§ **Objective**
Copy the lines without any change, starting at the line that contains "Point to the browned" and ending with the final line.

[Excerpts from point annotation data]

+--

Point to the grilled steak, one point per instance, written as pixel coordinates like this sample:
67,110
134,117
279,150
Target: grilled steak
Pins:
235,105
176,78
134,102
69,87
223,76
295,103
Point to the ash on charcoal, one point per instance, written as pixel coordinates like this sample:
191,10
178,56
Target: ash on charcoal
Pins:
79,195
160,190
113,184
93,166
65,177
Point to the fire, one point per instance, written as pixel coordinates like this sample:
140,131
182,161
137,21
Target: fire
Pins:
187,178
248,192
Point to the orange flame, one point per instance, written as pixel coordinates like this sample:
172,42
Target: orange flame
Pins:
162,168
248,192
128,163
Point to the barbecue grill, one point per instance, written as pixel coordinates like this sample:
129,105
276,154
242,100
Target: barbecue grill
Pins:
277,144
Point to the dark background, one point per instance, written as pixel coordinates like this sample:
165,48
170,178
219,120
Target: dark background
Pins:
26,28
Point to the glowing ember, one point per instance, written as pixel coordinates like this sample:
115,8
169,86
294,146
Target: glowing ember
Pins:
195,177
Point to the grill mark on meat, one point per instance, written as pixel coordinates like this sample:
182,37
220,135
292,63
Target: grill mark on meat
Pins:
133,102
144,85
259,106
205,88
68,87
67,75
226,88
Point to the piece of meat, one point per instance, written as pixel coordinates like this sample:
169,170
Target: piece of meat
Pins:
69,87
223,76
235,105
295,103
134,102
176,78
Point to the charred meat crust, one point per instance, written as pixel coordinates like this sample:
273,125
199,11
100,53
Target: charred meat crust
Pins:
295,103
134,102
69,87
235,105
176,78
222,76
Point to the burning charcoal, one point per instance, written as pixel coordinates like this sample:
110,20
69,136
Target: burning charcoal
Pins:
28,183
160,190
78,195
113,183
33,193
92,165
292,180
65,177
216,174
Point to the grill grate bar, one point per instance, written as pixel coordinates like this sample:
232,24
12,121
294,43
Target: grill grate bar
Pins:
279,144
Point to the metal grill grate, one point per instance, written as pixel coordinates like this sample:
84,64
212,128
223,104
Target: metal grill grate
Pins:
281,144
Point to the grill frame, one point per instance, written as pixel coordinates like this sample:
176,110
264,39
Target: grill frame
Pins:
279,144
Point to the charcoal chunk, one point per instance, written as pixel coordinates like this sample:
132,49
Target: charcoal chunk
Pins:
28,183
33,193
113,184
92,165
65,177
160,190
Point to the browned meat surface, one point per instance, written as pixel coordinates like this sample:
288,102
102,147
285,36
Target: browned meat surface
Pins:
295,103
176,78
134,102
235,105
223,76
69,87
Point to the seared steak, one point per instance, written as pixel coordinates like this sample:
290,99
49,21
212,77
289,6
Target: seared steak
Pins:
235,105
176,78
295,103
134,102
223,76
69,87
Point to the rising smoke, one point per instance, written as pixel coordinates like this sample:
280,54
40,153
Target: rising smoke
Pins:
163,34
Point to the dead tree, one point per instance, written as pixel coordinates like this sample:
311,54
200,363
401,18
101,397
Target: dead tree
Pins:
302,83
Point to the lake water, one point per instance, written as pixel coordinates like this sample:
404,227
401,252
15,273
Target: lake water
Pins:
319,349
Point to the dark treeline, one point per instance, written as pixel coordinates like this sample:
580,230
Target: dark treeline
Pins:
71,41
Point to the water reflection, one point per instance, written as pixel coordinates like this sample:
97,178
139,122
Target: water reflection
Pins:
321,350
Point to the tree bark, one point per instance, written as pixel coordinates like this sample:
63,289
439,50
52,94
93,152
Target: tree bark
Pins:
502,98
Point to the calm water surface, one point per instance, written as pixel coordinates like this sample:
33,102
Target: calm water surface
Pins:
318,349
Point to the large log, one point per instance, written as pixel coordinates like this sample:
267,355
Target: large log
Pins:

+--

§ **Answer to the exercise**
Point to the browned meat surface, one point per instance, written as pixel coordinates like this sample:
288,102
102,147
285,36
Target: browned meat surface
Pins:
295,103
176,78
134,102
235,105
223,76
69,87
Point to the seared steak, one point per instance, written as pixel coordinates like this sample:
290,99
49,21
212,77
289,6
Target: seared steak
Pins:
235,105
176,78
295,103
134,102
223,76
69,87
Point to the rising smoke, one point per instance, written as pixel coordinates like this sample:
280,54
40,153
Target: rising smoke
Pins:
163,34
Point to the dead tree, one point per instance, written as pixel coordinates like this sample:
311,54
200,363
401,18
101,397
Target: dead tree
Pins:
302,83
Point to the lake water, one point per instance, written as pixel coordinates like this sample:
404,227
401,252
15,273
Target: lake water
Pins:
319,349
Point to the dark treeline, one point per instance, written as pixel coordinates like this sample:
580,230
Target: dark treeline
Pins:
71,41
Point to the water reflection, one point per instance, written as pixel coordinates like this sample:
97,178
139,122
Target: water reflection
Pins:
321,350
Point to the tree bark, one point per instance, written as pixel coordinates like this sample:
63,289
439,50
52,94
93,152
Target: tree bark
Pins:
502,98
Point to the calm water surface, one point per instance, written as pixel coordinates like this sample:
33,102
Target: calm water surface
Pins:
318,349
Point to the large log, one point per instance, written as pixel coordinates like this sample:
267,355
Target: large log
Pins:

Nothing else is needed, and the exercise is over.